**WORKING DATA**
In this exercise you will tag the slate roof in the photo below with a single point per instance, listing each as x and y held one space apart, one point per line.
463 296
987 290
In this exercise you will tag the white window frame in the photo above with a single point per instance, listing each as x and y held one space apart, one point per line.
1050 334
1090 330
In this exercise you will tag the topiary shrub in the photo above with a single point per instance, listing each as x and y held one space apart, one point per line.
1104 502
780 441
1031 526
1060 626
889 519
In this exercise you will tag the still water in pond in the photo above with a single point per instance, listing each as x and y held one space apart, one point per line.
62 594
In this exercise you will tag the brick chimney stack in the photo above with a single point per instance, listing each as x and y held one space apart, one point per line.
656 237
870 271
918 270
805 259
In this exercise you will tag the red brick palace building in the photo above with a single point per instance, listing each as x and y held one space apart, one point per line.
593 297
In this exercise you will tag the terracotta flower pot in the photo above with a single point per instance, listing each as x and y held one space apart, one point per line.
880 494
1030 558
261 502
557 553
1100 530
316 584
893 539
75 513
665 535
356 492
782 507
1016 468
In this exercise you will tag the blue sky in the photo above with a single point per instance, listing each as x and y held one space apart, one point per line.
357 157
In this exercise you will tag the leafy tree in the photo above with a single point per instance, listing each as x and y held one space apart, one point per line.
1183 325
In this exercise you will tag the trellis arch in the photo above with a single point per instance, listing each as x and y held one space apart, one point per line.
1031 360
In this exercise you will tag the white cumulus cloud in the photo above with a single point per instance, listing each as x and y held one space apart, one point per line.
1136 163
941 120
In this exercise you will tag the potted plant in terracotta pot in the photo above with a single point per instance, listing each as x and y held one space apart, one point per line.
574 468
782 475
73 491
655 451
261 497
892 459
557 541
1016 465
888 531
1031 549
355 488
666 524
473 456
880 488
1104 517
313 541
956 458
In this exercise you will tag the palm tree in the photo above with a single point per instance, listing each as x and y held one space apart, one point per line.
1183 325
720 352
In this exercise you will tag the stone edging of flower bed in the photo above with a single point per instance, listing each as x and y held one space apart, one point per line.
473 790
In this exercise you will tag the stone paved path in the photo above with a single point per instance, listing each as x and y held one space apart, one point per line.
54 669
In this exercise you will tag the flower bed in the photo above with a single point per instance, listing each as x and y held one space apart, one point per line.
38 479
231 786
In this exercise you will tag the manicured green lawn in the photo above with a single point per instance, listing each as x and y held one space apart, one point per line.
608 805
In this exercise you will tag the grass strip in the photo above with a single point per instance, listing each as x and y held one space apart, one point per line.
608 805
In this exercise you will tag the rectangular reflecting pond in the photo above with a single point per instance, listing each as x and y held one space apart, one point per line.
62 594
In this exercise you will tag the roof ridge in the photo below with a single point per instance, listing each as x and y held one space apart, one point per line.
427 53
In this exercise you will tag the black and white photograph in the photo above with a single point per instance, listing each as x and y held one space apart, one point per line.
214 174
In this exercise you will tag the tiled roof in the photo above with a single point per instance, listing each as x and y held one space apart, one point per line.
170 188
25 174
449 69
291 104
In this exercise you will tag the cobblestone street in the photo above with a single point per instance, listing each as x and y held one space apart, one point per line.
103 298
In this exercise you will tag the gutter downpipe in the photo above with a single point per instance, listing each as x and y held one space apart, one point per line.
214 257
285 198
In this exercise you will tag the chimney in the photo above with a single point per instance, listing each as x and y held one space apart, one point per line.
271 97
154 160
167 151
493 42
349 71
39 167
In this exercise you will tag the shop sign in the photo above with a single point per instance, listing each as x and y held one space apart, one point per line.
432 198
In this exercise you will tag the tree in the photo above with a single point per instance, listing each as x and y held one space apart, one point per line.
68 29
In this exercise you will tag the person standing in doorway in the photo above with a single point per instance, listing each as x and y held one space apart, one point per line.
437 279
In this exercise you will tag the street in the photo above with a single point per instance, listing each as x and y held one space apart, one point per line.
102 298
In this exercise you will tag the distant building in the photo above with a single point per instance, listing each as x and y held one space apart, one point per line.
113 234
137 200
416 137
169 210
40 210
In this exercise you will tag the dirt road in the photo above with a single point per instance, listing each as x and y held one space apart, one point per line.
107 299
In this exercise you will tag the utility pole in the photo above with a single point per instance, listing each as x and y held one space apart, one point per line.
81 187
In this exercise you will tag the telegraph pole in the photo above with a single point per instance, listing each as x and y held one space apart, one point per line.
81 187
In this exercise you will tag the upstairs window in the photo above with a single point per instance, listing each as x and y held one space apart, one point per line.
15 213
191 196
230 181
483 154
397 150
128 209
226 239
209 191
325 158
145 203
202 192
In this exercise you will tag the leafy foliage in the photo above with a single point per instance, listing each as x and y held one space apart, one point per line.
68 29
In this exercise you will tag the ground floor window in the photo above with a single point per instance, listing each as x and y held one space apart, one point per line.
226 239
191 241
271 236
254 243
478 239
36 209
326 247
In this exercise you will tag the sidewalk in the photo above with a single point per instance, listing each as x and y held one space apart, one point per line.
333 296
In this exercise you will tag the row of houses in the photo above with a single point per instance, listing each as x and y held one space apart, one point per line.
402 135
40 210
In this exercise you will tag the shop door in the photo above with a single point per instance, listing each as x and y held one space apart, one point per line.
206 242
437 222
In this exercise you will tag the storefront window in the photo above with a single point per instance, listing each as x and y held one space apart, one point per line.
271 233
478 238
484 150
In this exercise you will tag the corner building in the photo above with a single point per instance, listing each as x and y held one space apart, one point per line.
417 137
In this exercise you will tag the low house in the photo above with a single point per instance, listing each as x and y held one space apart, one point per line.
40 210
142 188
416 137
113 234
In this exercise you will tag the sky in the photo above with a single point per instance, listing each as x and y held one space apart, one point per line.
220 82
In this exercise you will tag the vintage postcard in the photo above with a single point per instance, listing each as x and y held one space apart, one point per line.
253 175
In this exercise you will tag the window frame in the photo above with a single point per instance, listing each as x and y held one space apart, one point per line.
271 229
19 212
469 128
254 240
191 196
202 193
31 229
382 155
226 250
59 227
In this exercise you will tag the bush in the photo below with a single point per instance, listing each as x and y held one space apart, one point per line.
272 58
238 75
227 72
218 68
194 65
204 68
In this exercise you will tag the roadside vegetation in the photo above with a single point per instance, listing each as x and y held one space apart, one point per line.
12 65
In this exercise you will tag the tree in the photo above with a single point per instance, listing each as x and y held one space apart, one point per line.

--

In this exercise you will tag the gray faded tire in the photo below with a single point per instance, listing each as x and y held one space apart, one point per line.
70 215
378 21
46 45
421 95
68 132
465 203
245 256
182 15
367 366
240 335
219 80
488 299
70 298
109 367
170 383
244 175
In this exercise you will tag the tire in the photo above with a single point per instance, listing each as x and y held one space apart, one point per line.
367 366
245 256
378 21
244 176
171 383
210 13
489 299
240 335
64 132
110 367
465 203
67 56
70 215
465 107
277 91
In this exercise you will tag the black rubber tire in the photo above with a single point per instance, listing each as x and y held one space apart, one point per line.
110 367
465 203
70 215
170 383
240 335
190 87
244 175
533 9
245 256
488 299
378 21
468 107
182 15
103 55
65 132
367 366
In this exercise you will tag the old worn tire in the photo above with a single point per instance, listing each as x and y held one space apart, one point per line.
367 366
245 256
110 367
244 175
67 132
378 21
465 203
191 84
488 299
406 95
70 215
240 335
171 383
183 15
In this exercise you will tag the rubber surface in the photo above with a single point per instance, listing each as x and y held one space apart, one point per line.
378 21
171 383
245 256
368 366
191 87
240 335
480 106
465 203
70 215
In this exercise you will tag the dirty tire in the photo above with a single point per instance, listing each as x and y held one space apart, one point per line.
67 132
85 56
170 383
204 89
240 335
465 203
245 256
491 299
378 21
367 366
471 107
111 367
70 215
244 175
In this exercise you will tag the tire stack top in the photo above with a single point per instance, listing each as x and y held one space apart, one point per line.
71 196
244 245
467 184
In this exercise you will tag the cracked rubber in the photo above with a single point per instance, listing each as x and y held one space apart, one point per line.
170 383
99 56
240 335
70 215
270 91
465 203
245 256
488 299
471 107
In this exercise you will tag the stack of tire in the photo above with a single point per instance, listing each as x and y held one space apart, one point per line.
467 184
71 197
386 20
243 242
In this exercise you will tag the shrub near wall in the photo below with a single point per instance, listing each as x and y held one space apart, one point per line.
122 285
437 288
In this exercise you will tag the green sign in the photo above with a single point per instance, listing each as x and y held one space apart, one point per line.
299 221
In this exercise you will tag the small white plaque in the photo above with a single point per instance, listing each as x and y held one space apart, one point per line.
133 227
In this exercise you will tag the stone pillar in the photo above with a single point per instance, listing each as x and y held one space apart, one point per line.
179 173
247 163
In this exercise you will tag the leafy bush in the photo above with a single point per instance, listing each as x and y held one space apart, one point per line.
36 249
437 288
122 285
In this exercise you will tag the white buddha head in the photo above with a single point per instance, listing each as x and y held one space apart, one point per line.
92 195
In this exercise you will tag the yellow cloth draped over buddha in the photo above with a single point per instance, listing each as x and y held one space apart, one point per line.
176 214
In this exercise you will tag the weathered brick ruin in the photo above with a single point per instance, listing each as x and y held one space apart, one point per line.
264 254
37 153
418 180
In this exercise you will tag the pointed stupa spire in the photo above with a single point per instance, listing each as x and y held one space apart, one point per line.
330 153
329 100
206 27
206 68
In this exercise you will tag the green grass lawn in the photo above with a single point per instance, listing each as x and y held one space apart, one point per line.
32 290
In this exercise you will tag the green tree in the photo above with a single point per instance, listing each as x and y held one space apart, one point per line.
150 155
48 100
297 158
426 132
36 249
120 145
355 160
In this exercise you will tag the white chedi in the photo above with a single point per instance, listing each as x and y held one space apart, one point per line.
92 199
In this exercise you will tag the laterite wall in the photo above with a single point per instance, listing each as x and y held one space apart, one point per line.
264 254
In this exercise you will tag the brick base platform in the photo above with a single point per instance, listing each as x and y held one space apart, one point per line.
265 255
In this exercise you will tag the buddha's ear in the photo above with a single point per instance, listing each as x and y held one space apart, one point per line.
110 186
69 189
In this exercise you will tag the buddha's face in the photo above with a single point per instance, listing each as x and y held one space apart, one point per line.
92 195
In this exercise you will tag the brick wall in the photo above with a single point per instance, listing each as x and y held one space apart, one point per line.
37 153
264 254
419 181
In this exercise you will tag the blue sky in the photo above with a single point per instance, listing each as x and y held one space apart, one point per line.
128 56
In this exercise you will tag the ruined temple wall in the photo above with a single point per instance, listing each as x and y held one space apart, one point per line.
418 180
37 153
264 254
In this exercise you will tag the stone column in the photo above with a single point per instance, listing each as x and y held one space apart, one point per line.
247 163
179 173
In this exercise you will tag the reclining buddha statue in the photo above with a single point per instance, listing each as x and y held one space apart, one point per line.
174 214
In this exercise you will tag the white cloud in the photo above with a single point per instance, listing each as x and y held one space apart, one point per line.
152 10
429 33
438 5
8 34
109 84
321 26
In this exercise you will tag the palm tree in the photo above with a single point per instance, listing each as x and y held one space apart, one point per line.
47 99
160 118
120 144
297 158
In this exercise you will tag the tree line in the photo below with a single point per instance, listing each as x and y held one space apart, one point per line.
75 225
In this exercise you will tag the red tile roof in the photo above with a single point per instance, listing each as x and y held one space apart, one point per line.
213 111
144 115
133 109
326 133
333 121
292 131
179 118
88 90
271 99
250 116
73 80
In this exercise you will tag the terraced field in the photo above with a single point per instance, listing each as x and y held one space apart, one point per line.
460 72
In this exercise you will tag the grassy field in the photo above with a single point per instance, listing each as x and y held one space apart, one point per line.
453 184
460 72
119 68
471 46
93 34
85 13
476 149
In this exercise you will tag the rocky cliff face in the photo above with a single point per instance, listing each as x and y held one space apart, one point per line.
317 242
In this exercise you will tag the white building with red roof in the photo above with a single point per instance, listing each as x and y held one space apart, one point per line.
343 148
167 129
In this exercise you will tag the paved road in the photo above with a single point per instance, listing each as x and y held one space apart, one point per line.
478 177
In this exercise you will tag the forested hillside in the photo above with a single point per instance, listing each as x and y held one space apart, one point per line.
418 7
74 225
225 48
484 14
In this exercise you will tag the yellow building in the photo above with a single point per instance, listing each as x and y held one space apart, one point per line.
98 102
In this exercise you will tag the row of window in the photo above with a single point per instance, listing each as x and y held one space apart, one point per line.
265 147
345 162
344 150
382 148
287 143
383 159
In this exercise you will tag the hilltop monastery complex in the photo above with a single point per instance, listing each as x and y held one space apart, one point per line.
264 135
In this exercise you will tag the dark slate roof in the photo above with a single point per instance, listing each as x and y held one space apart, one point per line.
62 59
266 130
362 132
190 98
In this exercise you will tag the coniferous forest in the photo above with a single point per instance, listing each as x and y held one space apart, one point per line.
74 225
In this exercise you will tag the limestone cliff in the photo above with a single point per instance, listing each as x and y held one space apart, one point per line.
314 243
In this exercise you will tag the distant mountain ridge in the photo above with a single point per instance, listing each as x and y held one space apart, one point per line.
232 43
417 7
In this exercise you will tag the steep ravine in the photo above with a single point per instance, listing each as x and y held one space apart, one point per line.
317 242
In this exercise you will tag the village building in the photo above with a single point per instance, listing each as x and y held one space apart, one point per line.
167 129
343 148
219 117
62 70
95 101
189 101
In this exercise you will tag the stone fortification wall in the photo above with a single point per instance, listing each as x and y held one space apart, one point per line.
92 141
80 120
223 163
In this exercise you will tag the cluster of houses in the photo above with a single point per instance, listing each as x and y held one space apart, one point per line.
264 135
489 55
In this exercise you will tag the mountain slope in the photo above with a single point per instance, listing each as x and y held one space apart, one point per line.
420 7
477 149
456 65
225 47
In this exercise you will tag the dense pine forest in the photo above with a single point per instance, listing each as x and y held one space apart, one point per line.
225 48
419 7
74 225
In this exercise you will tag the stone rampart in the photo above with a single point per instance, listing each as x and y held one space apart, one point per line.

**YOUR INSTRUCTIONS**
Count the lines in the data above that contain the string "lawn", with case counting, and give only the number.

**TASK OUTPUT**
2